Required task
Rewrite all the lines of the items below as a single numbered list, leaving out any blank lines.

[Rows from an object pointing dataset]
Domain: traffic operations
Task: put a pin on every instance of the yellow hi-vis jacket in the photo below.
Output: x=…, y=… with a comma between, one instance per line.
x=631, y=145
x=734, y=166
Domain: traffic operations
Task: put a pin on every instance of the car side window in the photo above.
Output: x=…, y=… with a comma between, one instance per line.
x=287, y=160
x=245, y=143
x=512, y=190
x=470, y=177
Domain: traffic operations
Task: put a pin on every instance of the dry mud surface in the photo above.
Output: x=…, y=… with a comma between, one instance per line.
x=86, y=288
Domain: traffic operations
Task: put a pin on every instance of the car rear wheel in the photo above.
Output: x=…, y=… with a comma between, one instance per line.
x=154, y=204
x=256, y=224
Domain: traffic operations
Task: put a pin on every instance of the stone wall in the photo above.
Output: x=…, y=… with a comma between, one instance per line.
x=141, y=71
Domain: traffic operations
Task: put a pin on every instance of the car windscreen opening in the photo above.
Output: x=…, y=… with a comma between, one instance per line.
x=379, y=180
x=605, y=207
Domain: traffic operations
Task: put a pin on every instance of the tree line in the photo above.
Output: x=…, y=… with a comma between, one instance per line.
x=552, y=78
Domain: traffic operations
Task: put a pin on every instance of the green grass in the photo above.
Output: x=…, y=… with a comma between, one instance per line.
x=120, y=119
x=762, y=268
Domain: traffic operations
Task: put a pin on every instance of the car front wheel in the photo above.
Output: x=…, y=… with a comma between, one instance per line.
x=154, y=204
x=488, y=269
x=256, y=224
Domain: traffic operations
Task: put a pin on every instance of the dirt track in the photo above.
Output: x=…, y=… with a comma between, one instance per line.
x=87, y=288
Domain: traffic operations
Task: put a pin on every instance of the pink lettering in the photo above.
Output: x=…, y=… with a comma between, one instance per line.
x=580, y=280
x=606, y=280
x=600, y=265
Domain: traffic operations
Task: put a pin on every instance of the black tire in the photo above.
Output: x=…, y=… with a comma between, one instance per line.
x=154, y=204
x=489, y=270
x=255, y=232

Task solution
1. Domain: traffic operations
2. Task: put a pin on every instance of the yellow hi-vis jacket in the photo below.
3. Output: x=…, y=… with a comma between, one instance per line.
4. x=631, y=145
5. x=734, y=166
6. Domain: traffic operations
7. Task: put a pin on every instance of the car side window in the photo above.
8. Output: x=…, y=… with a comma between, one instance per line.
9. x=287, y=160
10. x=245, y=143
11. x=512, y=190
12. x=470, y=177
13. Domain: traffic operations
14. Task: put a pin on every instance of the dry mud surface in the photo above.
15. Output: x=…, y=… with a comma between, one instance per line.
16. x=86, y=288
17. Domain: traffic operations
18. Task: put a pin on every instance of the car rear wheel in the photo above.
19. Output: x=…, y=… with a comma between, one instance per line.
20. x=154, y=204
21. x=256, y=224
22. Domain: traffic operations
23. Task: put a pin on every instance of the stone wall in the photo above.
24. Output: x=…, y=… with a comma between, one instance per line.
25. x=141, y=71
26. Domain: traffic operations
27. Task: put a pin on every instance of the car windscreen opening in the photo above.
28. Output: x=…, y=… with a comma between, one instance per line.
29. x=379, y=180
30. x=605, y=207
31. Domain: traffic operations
32. Task: put a pin on every instance of the tree line in the photo above.
33. Output: x=…, y=… with a comma between, one instance per line.
34. x=552, y=78
35. Domain: traffic operations
36. Task: put a pin on every instance of the green grass in the photo above.
37. Output: x=…, y=… with a comma between, one instance per line.
38. x=120, y=119
39. x=762, y=268
40. Domain: traffic operations
41. Task: put a pin on every instance of the car front wheel in the photo above.
42. Output: x=…, y=… with a comma between, one instance per line.
43. x=154, y=204
44. x=488, y=269
45. x=256, y=224
46. Domain: traffic operations
47. Task: put a pin on every instance of the dirt track in the photo above.
48. Output: x=…, y=… with a comma between, one instance per line.
49. x=87, y=288
50. Domain: traffic operations
51. Task: put a pin on every instance of the pink lettering in the photo above.
52. Output: x=…, y=… with a comma between, one instance per line.
53. x=580, y=280
54. x=606, y=280
55. x=600, y=265
56. Domain: traffic operations
57. Task: put a pin on every instance of the black tire in the photo above.
58. Output: x=…, y=… with a comma between, one instance per line.
59. x=154, y=204
60. x=489, y=270
61. x=255, y=232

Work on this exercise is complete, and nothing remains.